--- start of The input ---
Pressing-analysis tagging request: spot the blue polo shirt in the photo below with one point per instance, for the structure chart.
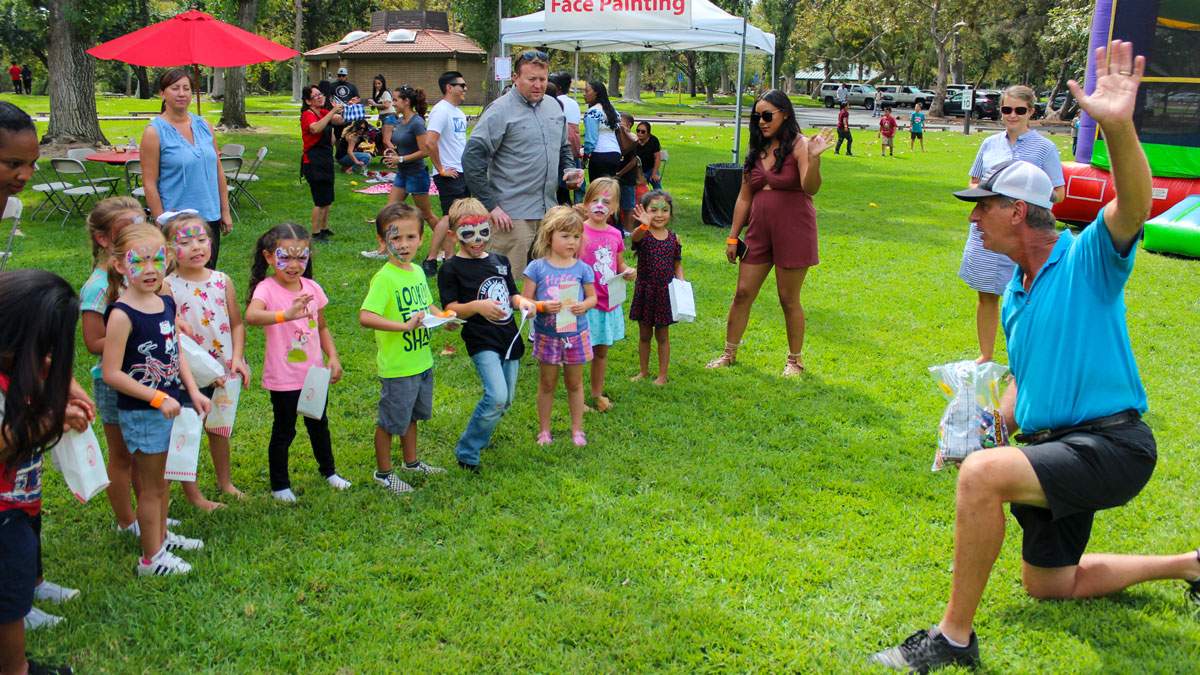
(1068, 345)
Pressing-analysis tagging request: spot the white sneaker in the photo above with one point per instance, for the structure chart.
(421, 467)
(285, 495)
(163, 563)
(53, 592)
(37, 619)
(394, 484)
(178, 542)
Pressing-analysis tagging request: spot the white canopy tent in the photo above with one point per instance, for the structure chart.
(712, 30)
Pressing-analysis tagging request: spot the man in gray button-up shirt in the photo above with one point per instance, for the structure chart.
(515, 157)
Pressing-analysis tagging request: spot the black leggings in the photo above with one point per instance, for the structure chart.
(283, 431)
(215, 226)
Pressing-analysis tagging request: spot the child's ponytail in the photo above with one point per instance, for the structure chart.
(267, 243)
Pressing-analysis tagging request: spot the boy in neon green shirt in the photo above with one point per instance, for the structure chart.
(395, 306)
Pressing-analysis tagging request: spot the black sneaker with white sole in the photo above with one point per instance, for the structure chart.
(928, 650)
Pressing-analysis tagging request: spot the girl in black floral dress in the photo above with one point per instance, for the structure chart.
(659, 261)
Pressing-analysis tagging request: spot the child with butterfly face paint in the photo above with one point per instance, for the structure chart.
(208, 305)
(480, 287)
(291, 309)
(603, 251)
(143, 362)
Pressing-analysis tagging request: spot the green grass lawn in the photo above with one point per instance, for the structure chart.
(730, 521)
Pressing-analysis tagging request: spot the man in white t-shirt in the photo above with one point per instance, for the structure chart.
(445, 137)
(562, 79)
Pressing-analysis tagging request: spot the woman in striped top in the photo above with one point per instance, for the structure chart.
(984, 270)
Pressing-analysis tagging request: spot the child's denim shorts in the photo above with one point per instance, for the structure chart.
(145, 431)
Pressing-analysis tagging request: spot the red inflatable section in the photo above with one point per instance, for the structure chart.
(1089, 189)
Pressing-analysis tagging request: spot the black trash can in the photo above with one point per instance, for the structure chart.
(721, 185)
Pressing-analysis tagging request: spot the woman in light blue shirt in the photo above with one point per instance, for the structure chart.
(984, 270)
(180, 165)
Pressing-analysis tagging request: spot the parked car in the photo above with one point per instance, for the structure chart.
(987, 105)
(859, 95)
(904, 95)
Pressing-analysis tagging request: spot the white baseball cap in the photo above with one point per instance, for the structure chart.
(1015, 179)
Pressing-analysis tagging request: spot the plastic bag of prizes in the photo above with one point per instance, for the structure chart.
(972, 418)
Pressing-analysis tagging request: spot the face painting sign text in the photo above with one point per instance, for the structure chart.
(617, 15)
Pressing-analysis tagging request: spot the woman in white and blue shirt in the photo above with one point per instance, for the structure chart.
(984, 270)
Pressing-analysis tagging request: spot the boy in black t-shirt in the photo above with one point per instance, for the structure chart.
(479, 286)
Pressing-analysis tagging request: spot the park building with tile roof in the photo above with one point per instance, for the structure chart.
(407, 47)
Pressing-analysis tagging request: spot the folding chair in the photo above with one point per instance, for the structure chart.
(243, 179)
(52, 190)
(11, 211)
(232, 167)
(133, 179)
(79, 196)
(81, 154)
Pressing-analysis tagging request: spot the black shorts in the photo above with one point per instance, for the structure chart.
(1081, 472)
(322, 192)
(18, 565)
(450, 190)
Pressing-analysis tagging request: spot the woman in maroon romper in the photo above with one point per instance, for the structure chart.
(781, 175)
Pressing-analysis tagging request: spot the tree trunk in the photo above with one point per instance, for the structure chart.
(233, 111)
(634, 78)
(144, 90)
(298, 45)
(72, 82)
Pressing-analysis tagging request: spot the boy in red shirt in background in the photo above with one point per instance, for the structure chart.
(15, 76)
(887, 131)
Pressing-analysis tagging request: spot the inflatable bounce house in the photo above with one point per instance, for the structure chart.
(1168, 119)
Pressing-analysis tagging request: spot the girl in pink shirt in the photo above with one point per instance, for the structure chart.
(292, 311)
(603, 248)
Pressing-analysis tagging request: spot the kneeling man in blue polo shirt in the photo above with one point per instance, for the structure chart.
(1077, 396)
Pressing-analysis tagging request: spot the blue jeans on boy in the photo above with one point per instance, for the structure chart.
(499, 378)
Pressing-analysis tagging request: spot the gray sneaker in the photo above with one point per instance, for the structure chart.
(37, 619)
(393, 482)
(421, 467)
(928, 650)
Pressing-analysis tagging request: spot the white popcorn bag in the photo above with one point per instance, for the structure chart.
(315, 392)
(225, 407)
(82, 464)
(201, 363)
(184, 452)
(683, 303)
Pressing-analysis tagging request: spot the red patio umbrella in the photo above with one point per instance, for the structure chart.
(192, 39)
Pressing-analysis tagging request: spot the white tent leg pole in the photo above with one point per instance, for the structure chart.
(742, 63)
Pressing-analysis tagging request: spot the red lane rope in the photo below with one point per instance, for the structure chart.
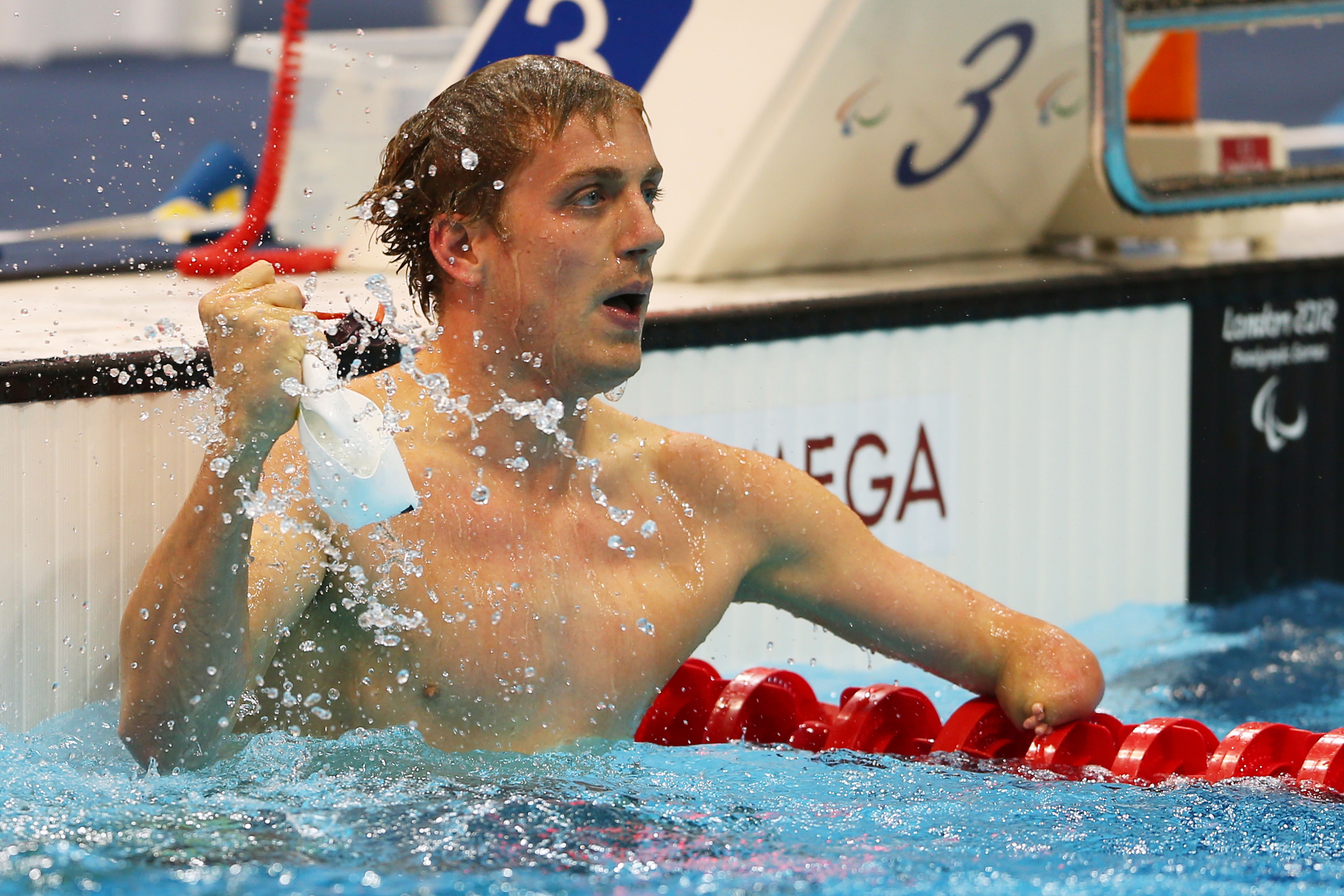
(777, 707)
(237, 249)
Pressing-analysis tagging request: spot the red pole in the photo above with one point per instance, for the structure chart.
(237, 249)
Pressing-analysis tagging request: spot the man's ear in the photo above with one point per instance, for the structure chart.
(453, 249)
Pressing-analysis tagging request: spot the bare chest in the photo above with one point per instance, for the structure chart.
(501, 627)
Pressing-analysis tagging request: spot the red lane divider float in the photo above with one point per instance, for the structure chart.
(779, 707)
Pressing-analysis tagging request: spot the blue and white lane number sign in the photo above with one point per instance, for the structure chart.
(621, 38)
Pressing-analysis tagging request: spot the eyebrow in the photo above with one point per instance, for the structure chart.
(608, 172)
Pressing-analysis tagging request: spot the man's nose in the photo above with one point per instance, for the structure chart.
(643, 237)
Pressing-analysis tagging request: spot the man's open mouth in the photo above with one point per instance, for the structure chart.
(626, 308)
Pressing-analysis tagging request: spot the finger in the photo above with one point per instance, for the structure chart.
(252, 277)
(280, 295)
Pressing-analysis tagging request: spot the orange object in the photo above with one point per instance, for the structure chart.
(1167, 92)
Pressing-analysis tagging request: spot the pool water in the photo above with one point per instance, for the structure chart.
(382, 813)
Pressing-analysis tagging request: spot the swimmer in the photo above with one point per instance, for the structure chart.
(525, 223)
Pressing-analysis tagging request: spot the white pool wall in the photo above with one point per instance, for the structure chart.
(1061, 445)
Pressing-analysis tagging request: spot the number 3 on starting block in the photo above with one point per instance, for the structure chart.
(621, 38)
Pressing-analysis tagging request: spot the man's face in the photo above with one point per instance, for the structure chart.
(573, 277)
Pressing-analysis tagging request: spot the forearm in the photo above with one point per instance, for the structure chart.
(185, 636)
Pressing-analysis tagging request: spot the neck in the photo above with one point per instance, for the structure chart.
(486, 363)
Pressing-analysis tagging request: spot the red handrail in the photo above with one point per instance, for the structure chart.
(239, 248)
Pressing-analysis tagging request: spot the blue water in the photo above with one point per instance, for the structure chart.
(382, 813)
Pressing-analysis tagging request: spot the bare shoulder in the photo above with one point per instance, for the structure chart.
(726, 481)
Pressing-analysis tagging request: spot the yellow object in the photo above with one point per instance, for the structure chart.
(232, 199)
(181, 207)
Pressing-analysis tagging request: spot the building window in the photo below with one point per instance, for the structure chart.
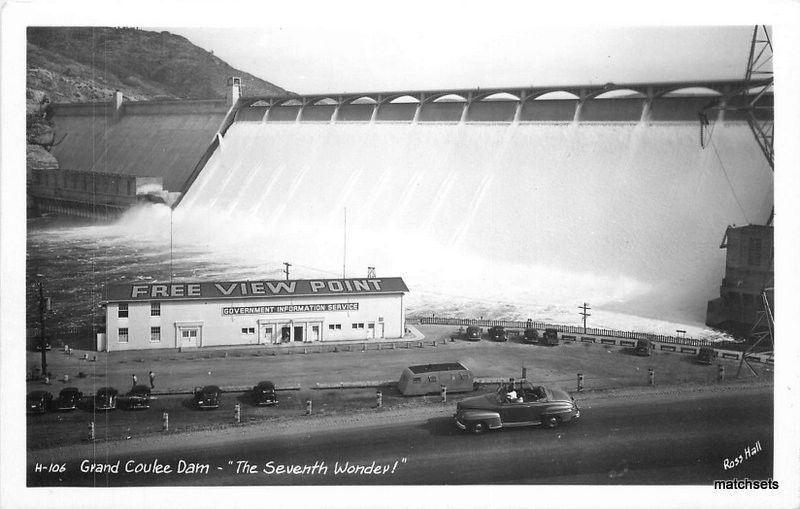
(754, 254)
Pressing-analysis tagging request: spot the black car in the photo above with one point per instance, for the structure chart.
(550, 337)
(207, 397)
(69, 398)
(705, 355)
(138, 398)
(264, 394)
(38, 402)
(498, 333)
(643, 347)
(106, 398)
(530, 335)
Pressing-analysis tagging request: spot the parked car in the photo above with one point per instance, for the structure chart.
(39, 402)
(473, 333)
(643, 347)
(68, 398)
(498, 333)
(530, 335)
(264, 394)
(105, 398)
(550, 337)
(138, 398)
(207, 397)
(705, 355)
(532, 405)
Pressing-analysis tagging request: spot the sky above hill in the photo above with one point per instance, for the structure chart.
(387, 56)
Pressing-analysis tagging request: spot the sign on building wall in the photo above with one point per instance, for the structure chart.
(291, 308)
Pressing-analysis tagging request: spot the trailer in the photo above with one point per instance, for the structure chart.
(429, 379)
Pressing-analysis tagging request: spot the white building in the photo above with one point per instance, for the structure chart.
(194, 315)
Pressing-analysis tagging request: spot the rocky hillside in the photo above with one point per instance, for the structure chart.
(73, 64)
(78, 64)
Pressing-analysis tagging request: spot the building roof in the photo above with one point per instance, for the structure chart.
(430, 368)
(257, 289)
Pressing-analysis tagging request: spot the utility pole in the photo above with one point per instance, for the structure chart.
(44, 306)
(584, 314)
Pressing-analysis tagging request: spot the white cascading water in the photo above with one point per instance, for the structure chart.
(494, 220)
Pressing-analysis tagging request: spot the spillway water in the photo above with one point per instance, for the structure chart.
(495, 220)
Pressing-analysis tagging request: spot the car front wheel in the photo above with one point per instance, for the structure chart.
(551, 421)
(477, 428)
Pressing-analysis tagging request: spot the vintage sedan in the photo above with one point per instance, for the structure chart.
(38, 402)
(498, 333)
(69, 398)
(527, 405)
(105, 398)
(138, 398)
(264, 394)
(207, 397)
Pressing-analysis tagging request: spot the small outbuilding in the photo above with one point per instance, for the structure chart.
(429, 379)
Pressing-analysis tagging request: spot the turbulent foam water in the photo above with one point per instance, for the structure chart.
(506, 221)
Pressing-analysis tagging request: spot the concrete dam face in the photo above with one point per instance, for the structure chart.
(511, 219)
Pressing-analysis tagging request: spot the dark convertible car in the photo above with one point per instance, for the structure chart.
(207, 397)
(264, 394)
(519, 405)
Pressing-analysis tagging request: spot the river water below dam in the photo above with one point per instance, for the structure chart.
(494, 220)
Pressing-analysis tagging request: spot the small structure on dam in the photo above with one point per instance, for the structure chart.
(270, 313)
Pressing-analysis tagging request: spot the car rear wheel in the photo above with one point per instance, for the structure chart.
(551, 421)
(477, 428)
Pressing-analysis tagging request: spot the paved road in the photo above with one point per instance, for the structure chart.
(633, 441)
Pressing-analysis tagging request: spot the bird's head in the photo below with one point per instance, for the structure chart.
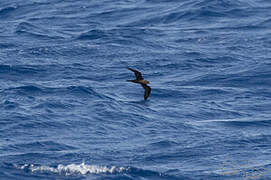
--- end of The input ---
Task description. Which lines in the material above contain the string "gray"? Report each of them in full.

Task response.
Pressing-analysis tagging request: spot the man in gray button-up shirt in the photo above with one point per instance, for the structure chart.
Pressing-analysis tagging request: spot the gray sneaker in the photo above with one point per instance, for the structure chart.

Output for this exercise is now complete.